EXERCISES:
1 – In the church memoir, what reason did the curate give for turning the narrator down for the choir?
2 – Reproduce the church memoir from "Each Sunday afternoon" up to and including "for the choir.", substituting "vicar" for "curate".

SUPPLIED PASSAGE:
_ _ _ _

Each Sunday afternoon we went to the church at 3 p.m. probably to get us out of the way so that the old folks could have a well earned snooze. I can remember the hymns, the favourite was There is a Green Hill" and I remember so well the talks given to us by the curate, Mr. Jones, a Welshman (of course) with black curly hair .In the afternoons we sat in the main body of the church on each side of the central aisle and my chief memory of Mr .Jones (old Jonesy to us) was walking up and

down the aisle and snapping his fingers like pistol shots .I have never heard finger snapping like it since. He was a popular figure, even with me, in spite of the fact that he turned me down for the choir.

He said, when I was tested with two other hopefuls, that my voice was forced. I'm sure he was right, although I got into two church choirs in London, St. Oswalds in Fulham and St. Lukes, Redcliffe Gardens (the latter because my particular friend, Harry Ryder, left St. Oswalds and went to St. Lukes, so I went there too) .Harry (my brother) knew Mr. Jones well and talked about him when we were in the U.S.A. many years after.

One of our diversions on Sunday afternoons, after church, in the summer was to walk right round the back of the church as far as the wall separating the church and its yard from the Castle grounds. We would climb up the old wall and look down a quite high drop to the other side and dare each other to go over. Nobody ever did as we had no idea how to get back. It was a very neglected and over- grown church yard, and there were lurid stories of the snakes to be found there in the long grass and old tombs, but we never ventured to find out. Opposite the church gates is a very large imposing residence which was occupied by the Duke's estate manager, a Mr. Mostyn, who we thought had almost semi-regal status in the town. To the left of the church gates was a nunnery or it might have been a monastery, I suppose it still is, but there was "always a very strong aura of Holiness around that particular part of the town. A little further on, slightly down the hill and at an angle with the High Street, was the main gate house to the Castle grounds.

Corpus Christi Day

This festival was held by the Roman Catholics on the Thursday after Trinity Sunday and we children lined the roads all along from the school where I think the procession was marshalled, up Maltravers Street and turning left up a very steep hill (Parson's Hill) to the Roman Catholic church .There were banners and images and all the girls were dressed in white with veils like angels and carrying small posies. We knew some of them and we knew they certainly were not angels.

_ _ _ _

DATASET CONTENT:
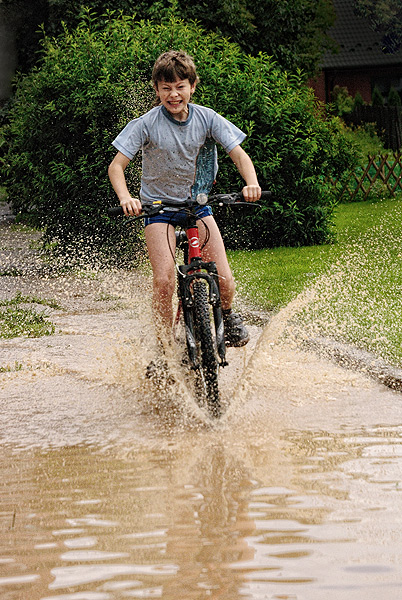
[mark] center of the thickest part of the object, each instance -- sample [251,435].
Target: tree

_ _ _ _

RESPONSES IN ORDER:
1 – He said the narrator's voice was forced.

2 –
Each Sunday afternoon we went to the church at 3 p.m. probably to get us out of the way so that the old folks could have a well earned snooze. I can remember the hymns, the favourite was There is a Green Hill" and I remember so well the talks given to us by the vicar, Mr. Jones, a Welshman (of course) with black curly hair .In the afternoons we sat in the main body of the church on each side of the central aisle and my chief memory of Mr .Jones (old Jonesy to us) was walking up and

down the aisle and snapping his fingers like pistol shots .I have never heard finger snapping like it since. He was a popular figure, even with me, in spite of the fact that he turned me down for the choir.